EXERCISE INSTRUCTIONS – I need the number of lines in the data that include "below"; reply with that number alone.

SUPPLIED DATA –
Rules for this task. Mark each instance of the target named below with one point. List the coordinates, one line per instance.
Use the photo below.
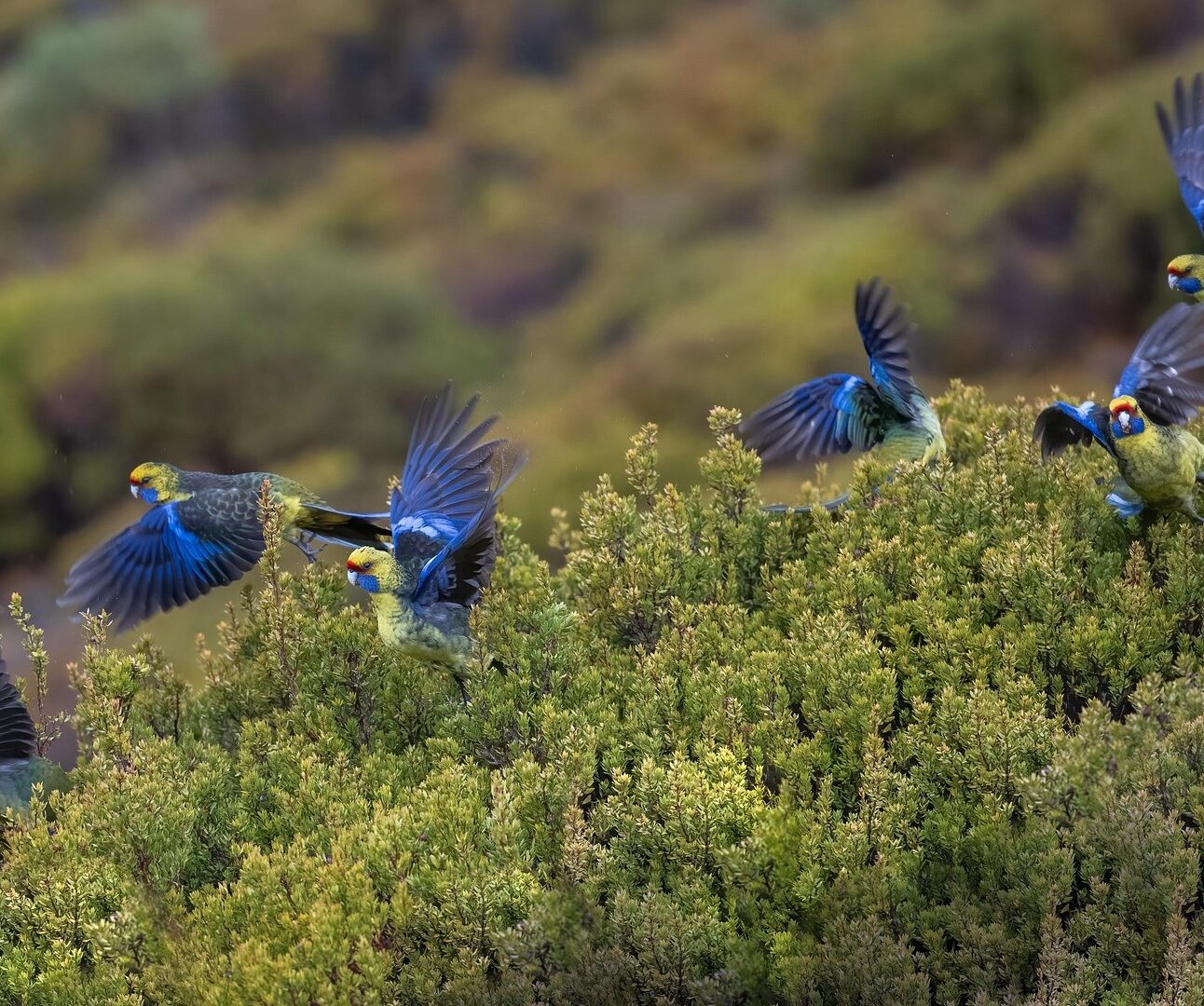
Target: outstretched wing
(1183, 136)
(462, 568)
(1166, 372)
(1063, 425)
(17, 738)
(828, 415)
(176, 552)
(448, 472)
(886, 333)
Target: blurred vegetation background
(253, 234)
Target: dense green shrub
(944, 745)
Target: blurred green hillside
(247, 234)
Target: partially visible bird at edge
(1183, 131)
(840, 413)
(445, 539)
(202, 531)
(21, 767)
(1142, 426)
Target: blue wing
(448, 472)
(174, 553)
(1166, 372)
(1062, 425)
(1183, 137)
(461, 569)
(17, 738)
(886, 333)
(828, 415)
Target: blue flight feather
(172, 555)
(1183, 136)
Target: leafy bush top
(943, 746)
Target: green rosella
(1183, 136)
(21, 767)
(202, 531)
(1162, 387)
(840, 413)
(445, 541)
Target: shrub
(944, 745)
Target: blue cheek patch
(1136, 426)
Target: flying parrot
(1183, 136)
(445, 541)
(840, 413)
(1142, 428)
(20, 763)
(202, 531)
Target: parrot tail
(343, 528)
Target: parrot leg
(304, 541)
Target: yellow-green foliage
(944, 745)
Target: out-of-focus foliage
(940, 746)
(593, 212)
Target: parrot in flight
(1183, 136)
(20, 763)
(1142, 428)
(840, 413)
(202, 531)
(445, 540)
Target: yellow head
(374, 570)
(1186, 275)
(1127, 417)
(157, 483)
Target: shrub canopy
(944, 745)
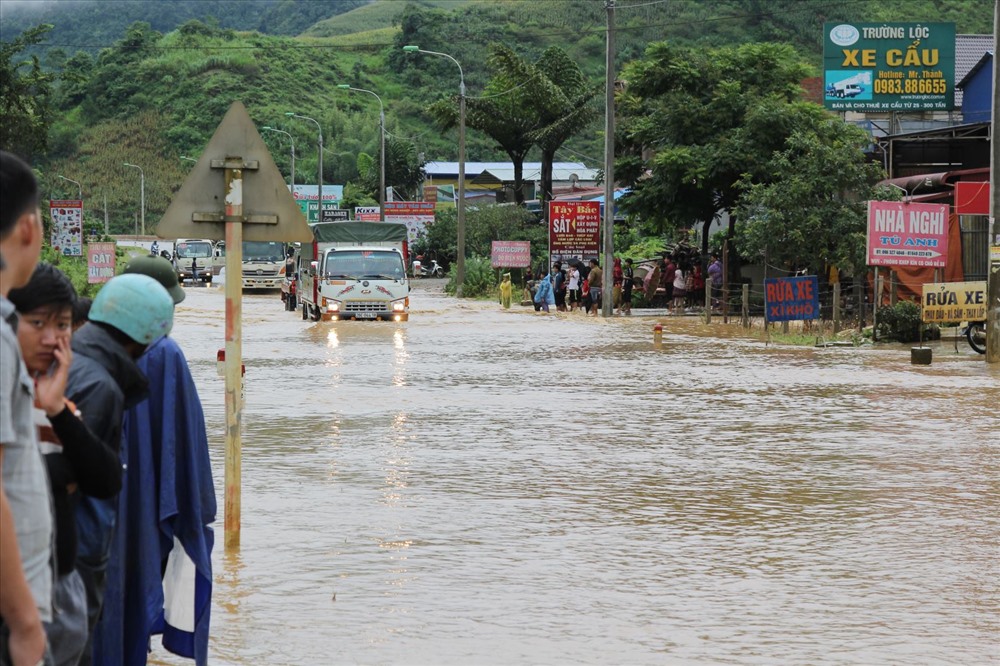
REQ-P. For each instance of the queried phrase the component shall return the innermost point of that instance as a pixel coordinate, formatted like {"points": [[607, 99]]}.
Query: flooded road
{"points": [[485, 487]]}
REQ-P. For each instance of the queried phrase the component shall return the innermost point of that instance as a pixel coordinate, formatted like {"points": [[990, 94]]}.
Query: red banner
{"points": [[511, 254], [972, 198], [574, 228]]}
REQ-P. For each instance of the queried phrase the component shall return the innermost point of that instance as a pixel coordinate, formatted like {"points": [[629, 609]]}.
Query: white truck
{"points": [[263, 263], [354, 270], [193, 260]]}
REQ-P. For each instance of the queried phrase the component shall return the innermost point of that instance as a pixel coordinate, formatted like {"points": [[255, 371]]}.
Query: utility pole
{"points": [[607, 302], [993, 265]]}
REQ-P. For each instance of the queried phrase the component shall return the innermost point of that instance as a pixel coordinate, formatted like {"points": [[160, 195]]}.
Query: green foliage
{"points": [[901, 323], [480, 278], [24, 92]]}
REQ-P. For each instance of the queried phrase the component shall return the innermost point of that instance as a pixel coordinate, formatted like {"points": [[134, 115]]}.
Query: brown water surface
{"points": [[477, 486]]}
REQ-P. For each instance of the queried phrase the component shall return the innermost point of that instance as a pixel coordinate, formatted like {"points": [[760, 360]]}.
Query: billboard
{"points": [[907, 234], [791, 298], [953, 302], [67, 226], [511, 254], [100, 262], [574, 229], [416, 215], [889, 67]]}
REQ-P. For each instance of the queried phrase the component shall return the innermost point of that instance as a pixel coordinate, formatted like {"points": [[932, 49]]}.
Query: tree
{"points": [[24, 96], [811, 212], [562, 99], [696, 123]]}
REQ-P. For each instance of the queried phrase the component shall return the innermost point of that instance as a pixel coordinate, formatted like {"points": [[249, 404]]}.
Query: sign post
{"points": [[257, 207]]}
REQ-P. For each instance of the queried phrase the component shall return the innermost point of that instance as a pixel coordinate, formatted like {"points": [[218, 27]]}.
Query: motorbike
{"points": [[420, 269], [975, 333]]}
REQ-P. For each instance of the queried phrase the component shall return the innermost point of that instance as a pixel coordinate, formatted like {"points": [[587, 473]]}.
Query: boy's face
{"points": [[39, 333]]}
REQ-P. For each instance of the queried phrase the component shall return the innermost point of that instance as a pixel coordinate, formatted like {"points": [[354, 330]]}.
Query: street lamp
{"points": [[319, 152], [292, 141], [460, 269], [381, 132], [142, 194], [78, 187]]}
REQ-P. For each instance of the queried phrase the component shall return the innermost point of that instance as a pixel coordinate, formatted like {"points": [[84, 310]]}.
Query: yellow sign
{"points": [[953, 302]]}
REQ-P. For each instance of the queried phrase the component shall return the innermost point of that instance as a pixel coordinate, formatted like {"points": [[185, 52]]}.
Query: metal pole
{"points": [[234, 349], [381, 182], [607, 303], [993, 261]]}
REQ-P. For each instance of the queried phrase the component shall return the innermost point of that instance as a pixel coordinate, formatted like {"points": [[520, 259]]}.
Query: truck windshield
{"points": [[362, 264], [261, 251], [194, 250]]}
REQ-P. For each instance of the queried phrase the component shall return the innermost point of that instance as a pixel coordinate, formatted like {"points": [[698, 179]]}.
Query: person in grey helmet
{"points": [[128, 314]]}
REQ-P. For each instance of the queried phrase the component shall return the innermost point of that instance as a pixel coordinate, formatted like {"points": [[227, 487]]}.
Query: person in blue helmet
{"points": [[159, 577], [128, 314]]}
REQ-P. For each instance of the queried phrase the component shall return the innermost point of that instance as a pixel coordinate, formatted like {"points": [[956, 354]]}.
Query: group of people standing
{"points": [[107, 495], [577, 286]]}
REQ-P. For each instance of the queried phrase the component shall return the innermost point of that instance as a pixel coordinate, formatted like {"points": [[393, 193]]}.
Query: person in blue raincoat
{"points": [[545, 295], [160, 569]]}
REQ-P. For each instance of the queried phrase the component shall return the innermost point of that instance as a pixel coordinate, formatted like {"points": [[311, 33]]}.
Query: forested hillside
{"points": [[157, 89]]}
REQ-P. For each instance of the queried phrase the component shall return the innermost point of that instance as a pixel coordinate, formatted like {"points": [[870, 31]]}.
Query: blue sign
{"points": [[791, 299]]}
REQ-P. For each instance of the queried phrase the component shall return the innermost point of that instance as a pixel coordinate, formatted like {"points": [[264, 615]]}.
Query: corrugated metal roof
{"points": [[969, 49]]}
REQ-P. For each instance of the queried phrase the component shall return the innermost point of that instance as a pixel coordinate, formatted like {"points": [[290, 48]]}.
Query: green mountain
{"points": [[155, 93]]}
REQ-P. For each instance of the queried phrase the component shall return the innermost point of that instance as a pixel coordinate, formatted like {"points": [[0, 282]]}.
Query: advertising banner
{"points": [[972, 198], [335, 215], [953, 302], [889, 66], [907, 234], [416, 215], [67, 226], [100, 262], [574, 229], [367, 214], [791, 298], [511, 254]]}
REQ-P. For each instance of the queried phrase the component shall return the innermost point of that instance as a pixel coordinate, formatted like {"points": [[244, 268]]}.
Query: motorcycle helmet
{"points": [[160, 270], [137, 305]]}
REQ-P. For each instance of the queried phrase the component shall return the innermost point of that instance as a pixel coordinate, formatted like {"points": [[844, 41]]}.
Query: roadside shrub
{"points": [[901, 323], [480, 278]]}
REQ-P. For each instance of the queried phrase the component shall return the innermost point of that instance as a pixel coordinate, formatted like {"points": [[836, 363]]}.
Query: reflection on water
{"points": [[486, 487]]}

* * *

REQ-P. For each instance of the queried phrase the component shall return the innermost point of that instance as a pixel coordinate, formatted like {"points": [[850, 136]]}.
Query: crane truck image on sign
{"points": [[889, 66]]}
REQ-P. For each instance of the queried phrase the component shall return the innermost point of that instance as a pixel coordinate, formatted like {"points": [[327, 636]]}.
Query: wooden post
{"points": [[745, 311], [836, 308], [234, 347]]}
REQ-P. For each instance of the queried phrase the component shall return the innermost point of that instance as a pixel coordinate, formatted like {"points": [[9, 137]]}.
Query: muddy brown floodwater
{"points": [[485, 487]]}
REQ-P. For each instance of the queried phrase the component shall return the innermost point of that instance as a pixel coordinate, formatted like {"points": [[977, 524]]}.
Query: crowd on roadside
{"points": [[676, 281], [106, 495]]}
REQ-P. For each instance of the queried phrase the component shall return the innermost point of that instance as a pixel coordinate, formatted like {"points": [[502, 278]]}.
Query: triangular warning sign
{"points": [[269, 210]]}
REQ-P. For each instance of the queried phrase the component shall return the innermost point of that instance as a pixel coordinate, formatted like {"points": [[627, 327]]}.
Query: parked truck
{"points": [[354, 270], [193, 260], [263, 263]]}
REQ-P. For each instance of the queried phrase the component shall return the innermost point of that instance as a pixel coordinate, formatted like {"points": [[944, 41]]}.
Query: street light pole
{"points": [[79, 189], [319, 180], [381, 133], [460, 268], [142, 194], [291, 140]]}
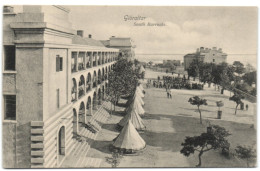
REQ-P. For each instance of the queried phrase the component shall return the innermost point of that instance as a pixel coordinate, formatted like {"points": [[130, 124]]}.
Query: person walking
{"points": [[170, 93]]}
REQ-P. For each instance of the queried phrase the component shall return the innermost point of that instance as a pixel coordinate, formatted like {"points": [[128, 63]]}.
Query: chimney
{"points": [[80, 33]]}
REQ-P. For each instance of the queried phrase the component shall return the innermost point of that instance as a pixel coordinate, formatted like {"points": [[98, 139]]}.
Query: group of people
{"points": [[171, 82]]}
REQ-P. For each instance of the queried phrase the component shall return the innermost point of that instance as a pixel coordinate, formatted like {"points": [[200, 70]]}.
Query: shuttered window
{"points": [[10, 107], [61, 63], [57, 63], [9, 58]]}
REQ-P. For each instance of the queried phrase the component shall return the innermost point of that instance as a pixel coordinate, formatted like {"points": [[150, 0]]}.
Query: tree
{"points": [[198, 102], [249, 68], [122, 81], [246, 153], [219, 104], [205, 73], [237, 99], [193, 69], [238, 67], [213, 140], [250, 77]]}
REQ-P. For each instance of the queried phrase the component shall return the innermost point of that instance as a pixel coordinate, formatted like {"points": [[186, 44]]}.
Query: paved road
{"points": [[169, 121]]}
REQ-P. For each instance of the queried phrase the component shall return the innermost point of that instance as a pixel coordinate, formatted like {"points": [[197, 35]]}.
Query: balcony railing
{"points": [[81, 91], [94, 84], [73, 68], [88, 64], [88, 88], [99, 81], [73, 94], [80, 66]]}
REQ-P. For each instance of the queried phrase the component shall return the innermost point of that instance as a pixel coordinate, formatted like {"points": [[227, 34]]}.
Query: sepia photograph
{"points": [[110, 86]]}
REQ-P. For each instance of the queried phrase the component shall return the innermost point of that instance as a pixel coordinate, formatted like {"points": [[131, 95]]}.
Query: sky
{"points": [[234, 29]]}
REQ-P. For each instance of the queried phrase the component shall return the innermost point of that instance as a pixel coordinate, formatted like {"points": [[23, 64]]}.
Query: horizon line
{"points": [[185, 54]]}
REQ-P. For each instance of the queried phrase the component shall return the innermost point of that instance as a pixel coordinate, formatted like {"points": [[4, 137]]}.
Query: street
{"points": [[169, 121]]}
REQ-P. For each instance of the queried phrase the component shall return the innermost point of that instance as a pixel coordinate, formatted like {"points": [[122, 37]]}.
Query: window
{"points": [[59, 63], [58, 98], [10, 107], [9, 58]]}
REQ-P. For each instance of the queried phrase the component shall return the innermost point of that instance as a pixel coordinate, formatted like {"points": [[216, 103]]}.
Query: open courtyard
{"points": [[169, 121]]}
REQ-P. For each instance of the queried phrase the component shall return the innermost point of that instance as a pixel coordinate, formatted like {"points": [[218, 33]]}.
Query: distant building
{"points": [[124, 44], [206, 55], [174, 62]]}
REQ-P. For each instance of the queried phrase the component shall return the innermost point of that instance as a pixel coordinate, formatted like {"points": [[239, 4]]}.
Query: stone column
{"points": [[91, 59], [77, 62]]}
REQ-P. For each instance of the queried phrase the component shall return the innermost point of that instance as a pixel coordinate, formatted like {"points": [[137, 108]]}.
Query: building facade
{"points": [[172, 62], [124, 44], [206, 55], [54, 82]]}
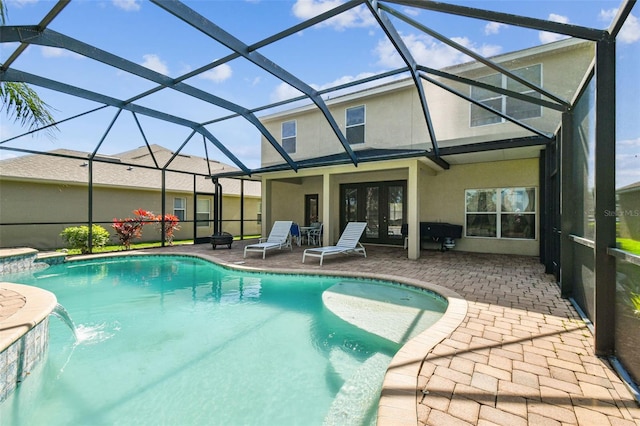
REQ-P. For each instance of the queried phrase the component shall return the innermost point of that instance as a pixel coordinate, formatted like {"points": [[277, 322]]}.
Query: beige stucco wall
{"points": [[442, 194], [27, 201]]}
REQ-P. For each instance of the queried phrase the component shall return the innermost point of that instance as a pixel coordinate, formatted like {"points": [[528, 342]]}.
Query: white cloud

---

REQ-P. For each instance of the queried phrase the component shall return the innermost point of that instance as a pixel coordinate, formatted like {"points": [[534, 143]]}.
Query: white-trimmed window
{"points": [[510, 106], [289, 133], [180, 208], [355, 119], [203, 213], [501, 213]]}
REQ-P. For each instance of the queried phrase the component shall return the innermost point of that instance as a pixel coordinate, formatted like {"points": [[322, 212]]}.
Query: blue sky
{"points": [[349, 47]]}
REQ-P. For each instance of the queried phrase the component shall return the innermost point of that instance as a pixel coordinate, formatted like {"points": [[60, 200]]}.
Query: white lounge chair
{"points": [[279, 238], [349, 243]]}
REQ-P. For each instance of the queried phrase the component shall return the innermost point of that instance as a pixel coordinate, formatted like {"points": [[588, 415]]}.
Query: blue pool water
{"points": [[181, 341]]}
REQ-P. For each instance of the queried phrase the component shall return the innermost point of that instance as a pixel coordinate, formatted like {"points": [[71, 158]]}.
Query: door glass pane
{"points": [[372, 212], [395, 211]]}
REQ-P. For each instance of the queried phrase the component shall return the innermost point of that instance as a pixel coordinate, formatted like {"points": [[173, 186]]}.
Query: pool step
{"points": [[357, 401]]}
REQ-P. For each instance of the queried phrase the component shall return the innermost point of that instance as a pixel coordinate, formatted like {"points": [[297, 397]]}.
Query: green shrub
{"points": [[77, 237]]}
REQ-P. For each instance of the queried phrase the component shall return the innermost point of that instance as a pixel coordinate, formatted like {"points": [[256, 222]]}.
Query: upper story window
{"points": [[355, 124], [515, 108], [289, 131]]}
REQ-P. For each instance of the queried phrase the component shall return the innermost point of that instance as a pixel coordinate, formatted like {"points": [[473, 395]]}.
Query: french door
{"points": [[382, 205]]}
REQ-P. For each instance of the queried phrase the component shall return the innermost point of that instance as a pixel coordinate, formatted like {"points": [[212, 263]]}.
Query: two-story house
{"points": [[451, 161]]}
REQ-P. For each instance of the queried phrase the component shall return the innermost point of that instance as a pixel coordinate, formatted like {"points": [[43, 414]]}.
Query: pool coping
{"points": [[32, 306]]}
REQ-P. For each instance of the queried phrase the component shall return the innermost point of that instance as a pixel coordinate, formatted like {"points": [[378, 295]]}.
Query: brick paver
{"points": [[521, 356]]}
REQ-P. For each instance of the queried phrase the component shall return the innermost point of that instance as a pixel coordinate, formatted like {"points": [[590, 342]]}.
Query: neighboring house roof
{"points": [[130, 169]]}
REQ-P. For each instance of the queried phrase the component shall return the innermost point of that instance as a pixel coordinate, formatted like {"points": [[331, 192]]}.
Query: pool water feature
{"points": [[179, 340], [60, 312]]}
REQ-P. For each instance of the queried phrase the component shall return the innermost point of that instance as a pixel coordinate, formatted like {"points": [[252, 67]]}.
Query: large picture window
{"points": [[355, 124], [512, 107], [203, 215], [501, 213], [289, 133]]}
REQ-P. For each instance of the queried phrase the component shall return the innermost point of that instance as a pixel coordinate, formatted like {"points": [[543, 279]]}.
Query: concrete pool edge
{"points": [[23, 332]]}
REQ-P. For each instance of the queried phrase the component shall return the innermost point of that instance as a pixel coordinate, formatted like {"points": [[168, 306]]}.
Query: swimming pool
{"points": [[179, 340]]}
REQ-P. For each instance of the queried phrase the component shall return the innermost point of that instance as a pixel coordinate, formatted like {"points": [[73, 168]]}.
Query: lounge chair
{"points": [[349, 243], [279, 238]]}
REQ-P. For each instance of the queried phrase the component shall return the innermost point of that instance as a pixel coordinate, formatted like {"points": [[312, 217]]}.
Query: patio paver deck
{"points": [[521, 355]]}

RESULT OF THE EXERCISE – 2